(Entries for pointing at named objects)

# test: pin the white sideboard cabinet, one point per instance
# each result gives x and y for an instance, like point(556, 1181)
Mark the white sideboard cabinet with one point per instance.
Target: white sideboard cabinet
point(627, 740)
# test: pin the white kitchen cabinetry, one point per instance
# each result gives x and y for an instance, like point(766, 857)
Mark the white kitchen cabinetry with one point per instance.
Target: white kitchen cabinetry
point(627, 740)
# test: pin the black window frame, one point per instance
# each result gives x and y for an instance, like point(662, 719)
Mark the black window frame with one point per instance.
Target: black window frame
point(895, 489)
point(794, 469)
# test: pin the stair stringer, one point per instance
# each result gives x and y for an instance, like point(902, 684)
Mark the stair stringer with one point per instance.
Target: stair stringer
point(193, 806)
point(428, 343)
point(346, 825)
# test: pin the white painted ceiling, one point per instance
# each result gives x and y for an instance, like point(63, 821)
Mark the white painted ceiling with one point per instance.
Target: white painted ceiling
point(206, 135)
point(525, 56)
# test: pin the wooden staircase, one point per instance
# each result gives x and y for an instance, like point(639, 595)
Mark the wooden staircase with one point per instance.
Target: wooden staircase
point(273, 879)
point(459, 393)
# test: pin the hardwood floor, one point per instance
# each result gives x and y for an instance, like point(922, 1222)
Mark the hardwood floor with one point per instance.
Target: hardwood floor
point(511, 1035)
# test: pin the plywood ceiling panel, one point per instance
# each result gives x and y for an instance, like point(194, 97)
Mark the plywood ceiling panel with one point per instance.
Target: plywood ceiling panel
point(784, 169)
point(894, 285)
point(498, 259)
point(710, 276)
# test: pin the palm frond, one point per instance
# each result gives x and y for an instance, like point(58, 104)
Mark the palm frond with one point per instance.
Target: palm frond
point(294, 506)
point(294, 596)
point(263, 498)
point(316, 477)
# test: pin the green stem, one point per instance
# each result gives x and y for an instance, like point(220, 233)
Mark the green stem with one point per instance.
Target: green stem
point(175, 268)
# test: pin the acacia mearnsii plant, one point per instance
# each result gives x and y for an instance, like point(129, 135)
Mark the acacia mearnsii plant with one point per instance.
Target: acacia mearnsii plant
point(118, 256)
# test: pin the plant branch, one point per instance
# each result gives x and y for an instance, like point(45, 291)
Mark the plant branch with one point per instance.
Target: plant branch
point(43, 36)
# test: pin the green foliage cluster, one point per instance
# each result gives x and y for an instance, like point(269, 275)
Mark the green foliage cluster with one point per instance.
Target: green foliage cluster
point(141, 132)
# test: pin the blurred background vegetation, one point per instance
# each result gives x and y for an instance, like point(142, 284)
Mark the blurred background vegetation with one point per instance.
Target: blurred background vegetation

> _Problem requirements_: Change every "one point per instance" in the items above to "a single point for each instance", keeping all other text the same.

> _Result below_:
# test: pin the white sideboard cabinet, a single point for each instance
# each result gives x and y for an instance, like point(556, 1181)
Mark the white sideboard cabinet with a single point for each instance.
Target: white sideboard cabinet
point(627, 740)
# test: pin the white kitchen cabinetry, a single point for each instance
# each result gives x and y for an instance, like point(766, 857)
Mark the white kitchen cabinetry with a single point for each instance.
Target: white kitchen cabinetry
point(627, 740)
# test: pin the black window frame, a single point for each instance
# each result gives x and y for an instance, like point(662, 719)
Mark the black window frame with a single point for each instance.
Target: black window frame
point(895, 489)
point(794, 469)
# test: pin the stair stringer, a single point for each instance
# each result gives x and y for an instance, like point(902, 684)
Mark the stair stringer with a single point for each instance.
Target: stair stringer
point(193, 806)
point(428, 343)
point(346, 825)
# test: pin the white painted ceiling, a single point for each instance
# each result gives x and y for an instance, like point(63, 821)
Mark the white painted ceiling with a single point for each instance.
Target: white painted ceiling
point(206, 135)
point(525, 56)
# test: pin the wooden staircase, a single point for each instance
# each result gives x and y for an instance, like point(639, 595)
Mark the wooden staircase with a single point for each instance.
Target: wooden staircase
point(273, 879)
point(459, 393)
# test: pin the hardwood floor, a single point for each instance
# each result gives x and y for an instance, like point(922, 1222)
Mark the hardwood floor with a single point for each instance.
Target: hardwood floor
point(511, 1035)
# test: pin the plywood ceiling panel, a single point for each instance
# each result gives x and y for an instance, like point(194, 97)
Mark the plywood ceiling panel with a single point for each instance.
Target: plywood ceiling panel
point(784, 169)
point(894, 285)
point(498, 259)
point(710, 276)
# test: pin the palm frond, a single point for each instance
# each result gives x and y for an instance, like point(58, 104)
Mark the palm frond with a single point for each instance.
Target: palm frond
point(294, 506)
point(294, 596)
point(263, 498)
point(316, 477)
# test: pin the green stem, a single point for each instance
# each result gives x and y for an instance, like point(220, 233)
Mark the green stem with a single point for each instance.
Target: green stem
point(175, 268)
# test: pin the acacia mearnsii plant, a single point for each instance
# each result gives x and y for an instance, like point(129, 135)
Mark the acacia mearnsii plant with a single point for each instance.
Target: acacia mearnsii plant
point(118, 256)
# test: pin the plant branch, a single point for each instance
# each result gives x and y for an instance, like point(45, 291)
Mark the plant branch with a single point for each instance.
Target: plant branch
point(43, 36)
# test: pin the green foliage cluster, a single point for each instance
# each result gives x and y for an instance, like point(269, 275)
Mark the green foliage cluster with a single point for each instance.
Target: green foliage cluster
point(141, 132)
# test: pin the blurred background vegetation, a single point for each instance
# each result gives x and y for an instance, like point(142, 284)
Mark the blurred background vegetation with a single point for each instance.
Target: blurred background vegetation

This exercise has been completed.